Reproduce the stretch of the text about the Greek car company C.AR from "C.AR was a Greek" through "catastrophic financial results.", word for word.

§ **EXTRACTED TEXT**:
##############################
C.AR was a Greek automotive company, founded in 1970. Originally it was called ARCO, both names being formed from the name of its founder, Constantinos Argyriadis, an engineer and architect. With its headquarters in Thessaloniki and a well-equipped factory in Kilkis it concentrated on design and development of automobiles and related technologies, including composite materials, novel suspension and brake designs, electric vehicles, etc. None of its vehicles, though, entered production and thus this company represents an odd case of personal vision and persistence with catastrophic financial results.

Its first project, the NP903Y incorporating novel applications resulted in the Iaspis sports car introduced in 1976. The car was presented in the Thessaloniki annual Trade Fair but its production was cancelled due to high costs involved and poor market prospects. A redesigned, improved sports car, the Kalliston I was introduced in 1984 but it also remained a prototype. C.AR then focused on an entirely new concept, developing a microcar with a 280 cc Kubota engine. Development was based on an earlier (1981) C.AR test construction and the car was finally introduced in 1991. With a length of just 2.25 m, a maximum speed of 90 km/h and seating up to 4 people, the Baby-Car (as the model was named) would be, according to Mr. Argyriadis, an ideal city car. The company had already invested in its production when the project was cancelled due to financial limitations, forcing C.AR out of business.
##############################
§ **SOURCE MATERIAL**:
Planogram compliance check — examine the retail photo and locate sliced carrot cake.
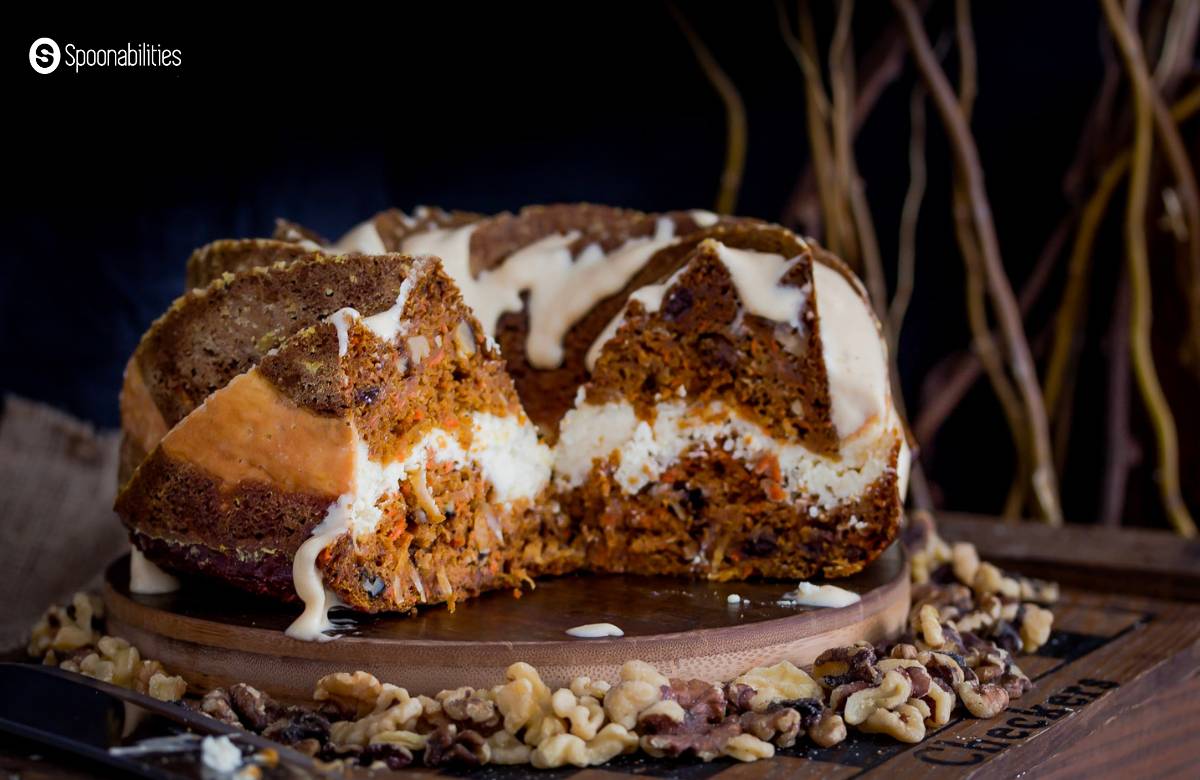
[118,204,908,638]
[554,227,908,580]
[116,256,551,638]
##############################
§ **SOLUTION**:
C.AR was a Greek automotive company, founded in 1970. Originally it was called ARCO, both names being formed from the name of its founder, Constantinos Argyriadis, an engineer and architect. With its headquarters in Thessaloniki and a well-equipped factory in Kilkis it concentrated on design and development of automobiles and related technologies, including composite materials, novel suspension and brake designs, electric vehicles, etc. None of its vehicles, though, entered production and thus this company represents an odd case of personal vision and persistence with catastrophic financial results.